引用原文:
______
摘 要:語文教學應該對教材進行合理、科學的提煉和生成,已成共識。可是,教學內容確定失位、失當、失度、失量的現象依然屢見不鮮。原因在于許多教師既缺乏轉化的思想意識,又欠缺轉化的有效策略。變教材內容為教學內容必須秉持整體性、本性和主體性的原則,努力在言語增值、蘊含挖掘、內容整合、文本創生、知能遷移中實現語文教學內容的重構。
沒有合宜的教學內容的確立,只是在教學方式和策略上翻新,依然不能解決語文教學的根本問題,這是語文課程改革這么多年來取得的基本共識。于是,文本細讀熱一時興起,至今長盛不衰,甚至有人將文本細讀能力提到了“語文教師的核心競爭力”的高度。但是,解讀來細讀去,教學內容確定失位、失當、失度、失量的現象依然屢見不鮮。這當然不是細讀本身“惹的禍”,而是我們在文本細讀過程中,無法通過轉化把教材內容生成、重構成合宜的教學內容。
一語文教學內容重構為何需要“轉化”
首先,教材內容并不一定是教學內容。長久以來,我們總以為只要編進教材的作品,就是我們語文課的教學內容。于是,引導學生理解課文內容、分析主題思想、體會文章情感、概括中心思想自然成為天經地義的事。其實,課文還有原生價值與教學價值之區別。原生價值就是文本要傳達的信息,是由作者的創作決定的。而作品一旦被選作教材,它除了原生價值外又具備了一定教學價值。通常來說,文本的原生價值一般不需要教,教學價值方為教學重點。可我們常常把文本的原生價值當成教學價值,不僅造成語文教學效率的低下,還導致語文學科專業性的迷失。越是重要的教學價值,越隱藏在課文文本的深處,也就越難發現,缺失強烈的轉化意識,缺乏敏銳的慧眼,文本真正的教學價值必然被忽視,被掩蓋。
______
練習題目 A: 數一數清單中有幾行含有字串“kitchen”,大小寫須相符,只回答數字。
原文與清單彼此沒有關聯。

收藏條目:
______
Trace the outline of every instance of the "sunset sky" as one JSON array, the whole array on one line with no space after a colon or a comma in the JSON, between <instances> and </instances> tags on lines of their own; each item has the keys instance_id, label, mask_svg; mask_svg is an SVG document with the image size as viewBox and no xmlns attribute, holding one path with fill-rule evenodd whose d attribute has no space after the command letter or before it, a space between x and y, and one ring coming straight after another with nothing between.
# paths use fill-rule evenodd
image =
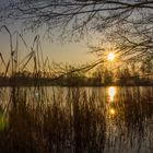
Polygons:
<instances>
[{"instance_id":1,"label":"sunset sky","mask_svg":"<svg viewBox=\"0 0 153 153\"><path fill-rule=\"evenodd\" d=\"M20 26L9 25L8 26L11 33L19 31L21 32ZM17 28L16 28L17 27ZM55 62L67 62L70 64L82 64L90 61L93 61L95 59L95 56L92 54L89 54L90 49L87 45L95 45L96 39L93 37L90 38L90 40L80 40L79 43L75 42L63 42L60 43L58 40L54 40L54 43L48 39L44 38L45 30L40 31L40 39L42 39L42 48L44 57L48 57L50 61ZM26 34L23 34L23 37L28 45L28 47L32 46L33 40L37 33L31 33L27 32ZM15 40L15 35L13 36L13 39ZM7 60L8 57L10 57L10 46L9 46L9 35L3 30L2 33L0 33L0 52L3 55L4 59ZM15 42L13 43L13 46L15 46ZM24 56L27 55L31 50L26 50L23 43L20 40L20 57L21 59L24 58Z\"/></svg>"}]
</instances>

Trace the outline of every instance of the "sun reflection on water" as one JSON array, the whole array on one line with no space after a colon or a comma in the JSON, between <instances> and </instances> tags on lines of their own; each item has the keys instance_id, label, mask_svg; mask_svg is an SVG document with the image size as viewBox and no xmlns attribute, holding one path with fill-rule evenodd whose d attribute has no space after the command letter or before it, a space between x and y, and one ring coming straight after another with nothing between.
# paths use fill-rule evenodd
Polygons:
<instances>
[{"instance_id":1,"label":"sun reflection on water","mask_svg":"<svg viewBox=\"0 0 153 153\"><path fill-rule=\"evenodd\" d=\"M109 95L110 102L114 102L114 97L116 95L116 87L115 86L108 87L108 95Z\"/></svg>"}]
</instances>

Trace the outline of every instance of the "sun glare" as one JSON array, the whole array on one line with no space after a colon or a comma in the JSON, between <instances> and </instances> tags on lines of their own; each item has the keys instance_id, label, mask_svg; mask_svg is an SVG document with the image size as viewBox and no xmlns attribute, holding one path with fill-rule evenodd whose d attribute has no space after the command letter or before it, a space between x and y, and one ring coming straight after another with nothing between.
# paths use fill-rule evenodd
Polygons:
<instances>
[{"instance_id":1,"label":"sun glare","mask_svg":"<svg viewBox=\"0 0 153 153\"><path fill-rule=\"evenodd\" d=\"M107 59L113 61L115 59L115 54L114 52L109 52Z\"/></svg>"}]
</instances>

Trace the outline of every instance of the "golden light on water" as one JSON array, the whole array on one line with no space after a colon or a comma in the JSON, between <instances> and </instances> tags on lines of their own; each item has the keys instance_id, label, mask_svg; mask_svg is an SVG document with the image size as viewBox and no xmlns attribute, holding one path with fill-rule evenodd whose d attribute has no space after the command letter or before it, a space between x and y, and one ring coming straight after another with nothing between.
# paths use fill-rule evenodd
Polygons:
______
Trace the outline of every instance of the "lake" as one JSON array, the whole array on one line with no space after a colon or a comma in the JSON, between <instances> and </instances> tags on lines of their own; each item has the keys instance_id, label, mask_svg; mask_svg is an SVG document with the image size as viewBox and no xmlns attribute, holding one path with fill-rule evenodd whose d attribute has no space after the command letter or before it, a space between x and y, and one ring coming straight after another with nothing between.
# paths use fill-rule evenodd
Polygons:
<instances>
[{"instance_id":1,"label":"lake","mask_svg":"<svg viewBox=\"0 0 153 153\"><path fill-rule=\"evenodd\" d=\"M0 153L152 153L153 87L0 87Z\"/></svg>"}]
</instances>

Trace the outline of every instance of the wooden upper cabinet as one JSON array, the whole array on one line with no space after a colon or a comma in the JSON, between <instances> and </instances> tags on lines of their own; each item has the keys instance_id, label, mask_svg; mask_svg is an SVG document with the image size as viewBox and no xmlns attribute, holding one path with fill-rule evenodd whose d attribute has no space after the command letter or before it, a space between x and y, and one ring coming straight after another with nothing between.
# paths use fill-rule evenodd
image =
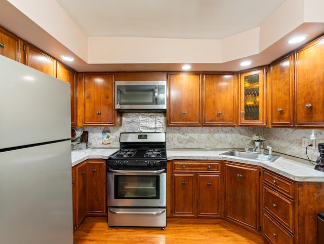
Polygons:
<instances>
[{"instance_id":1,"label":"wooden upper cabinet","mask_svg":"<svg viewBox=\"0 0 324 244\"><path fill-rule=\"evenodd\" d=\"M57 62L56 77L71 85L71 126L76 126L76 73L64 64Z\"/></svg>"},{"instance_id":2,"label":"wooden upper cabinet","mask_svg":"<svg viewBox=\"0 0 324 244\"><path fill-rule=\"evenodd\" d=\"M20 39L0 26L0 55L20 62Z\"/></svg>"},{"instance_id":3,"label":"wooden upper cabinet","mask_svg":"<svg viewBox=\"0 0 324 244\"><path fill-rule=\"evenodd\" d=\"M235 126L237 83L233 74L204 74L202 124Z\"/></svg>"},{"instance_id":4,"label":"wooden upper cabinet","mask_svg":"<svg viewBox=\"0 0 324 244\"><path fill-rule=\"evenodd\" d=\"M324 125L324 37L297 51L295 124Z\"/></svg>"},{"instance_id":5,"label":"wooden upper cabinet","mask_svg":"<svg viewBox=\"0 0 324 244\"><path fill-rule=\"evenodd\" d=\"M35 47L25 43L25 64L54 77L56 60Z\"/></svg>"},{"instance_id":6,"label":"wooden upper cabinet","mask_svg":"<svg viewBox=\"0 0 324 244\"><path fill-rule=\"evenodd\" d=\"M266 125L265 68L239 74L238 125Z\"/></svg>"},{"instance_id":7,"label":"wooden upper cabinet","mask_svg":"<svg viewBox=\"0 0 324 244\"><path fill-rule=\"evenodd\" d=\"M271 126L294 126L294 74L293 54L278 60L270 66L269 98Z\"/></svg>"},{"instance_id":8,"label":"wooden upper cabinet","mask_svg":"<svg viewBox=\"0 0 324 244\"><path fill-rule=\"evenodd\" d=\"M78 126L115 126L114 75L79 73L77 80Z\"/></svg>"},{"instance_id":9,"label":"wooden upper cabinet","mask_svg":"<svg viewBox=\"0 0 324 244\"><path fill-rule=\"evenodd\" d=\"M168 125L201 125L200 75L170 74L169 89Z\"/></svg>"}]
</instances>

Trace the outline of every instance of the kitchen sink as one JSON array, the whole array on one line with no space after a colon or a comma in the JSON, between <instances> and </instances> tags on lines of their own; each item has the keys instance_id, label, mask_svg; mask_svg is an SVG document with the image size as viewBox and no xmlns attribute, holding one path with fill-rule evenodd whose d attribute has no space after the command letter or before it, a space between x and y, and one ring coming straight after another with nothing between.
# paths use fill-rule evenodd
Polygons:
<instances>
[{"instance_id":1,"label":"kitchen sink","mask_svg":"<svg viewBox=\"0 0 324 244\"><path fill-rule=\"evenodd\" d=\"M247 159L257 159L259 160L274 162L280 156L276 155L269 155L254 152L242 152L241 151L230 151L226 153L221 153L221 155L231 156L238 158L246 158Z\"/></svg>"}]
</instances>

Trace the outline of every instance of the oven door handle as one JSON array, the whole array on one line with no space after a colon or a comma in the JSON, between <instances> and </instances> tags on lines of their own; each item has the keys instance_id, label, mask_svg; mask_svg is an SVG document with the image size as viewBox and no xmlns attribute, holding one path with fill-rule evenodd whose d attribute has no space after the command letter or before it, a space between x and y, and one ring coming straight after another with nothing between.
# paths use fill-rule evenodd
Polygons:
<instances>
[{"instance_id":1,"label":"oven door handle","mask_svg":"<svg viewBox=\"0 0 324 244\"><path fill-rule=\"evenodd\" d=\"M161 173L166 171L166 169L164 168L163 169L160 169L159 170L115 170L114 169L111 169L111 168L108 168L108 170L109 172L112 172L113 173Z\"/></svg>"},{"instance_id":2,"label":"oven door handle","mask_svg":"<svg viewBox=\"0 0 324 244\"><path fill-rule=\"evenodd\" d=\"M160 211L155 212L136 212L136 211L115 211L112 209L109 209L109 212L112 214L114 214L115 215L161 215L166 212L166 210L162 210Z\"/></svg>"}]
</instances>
______
練習題目 B: 把原文中以“首先,教材內容并不一定是教學內容”開頭的段落改寫成簡短條列,保留主要事實。

參考答案 A: 2

參考答案 B:
- 教材內容不一定是教學內容。長久以來,人們以為編進教材的作品就是語文課的教學內容,因此把理解課文內容、分析主題思想、體會文章情感、概括中心思想視為天經地義。
- 課文有原生價值與教學價值之分。原生價值是文本要傳達的信息,由作者的創作決定。作品被選作教材後,另外具備一定的教學價值。
- 原生價值一般不需要教,教學價值才是教學重點。
- 把原生價值當成教學價值,會造成語文教學效率低下,並導致語文學科專業性迷失。
- 越重要的教學價值,越隱藏在課文深處,也越難發現。缺乏轉化意識和敏銳眼光,文本真正的教學價值就會被忽視、被掩蓋。